Render the lines of the data below as a numbered list, skipping any blank lines. Leave the pictures out of your answer.

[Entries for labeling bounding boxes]
* Start *

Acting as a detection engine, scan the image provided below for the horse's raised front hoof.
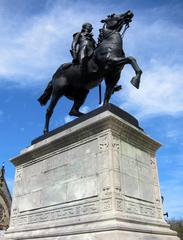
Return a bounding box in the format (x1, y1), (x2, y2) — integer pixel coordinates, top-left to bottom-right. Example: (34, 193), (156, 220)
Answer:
(69, 110), (84, 117)
(112, 85), (122, 93)
(130, 76), (140, 89)
(43, 129), (48, 135)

* End *

• _Written reply_:
1. Acting as a detection engine, scan the image provided below for the horse's raised front hoof.
2. Return a bounding box in the format (x1, y1), (x2, y2) — integer pixel coordinates, top-left to bottom-right. Example: (34, 193), (156, 220)
3. Answer:
4. (69, 110), (84, 117)
5. (112, 85), (122, 93)
6. (130, 76), (140, 89)
7. (43, 129), (48, 135)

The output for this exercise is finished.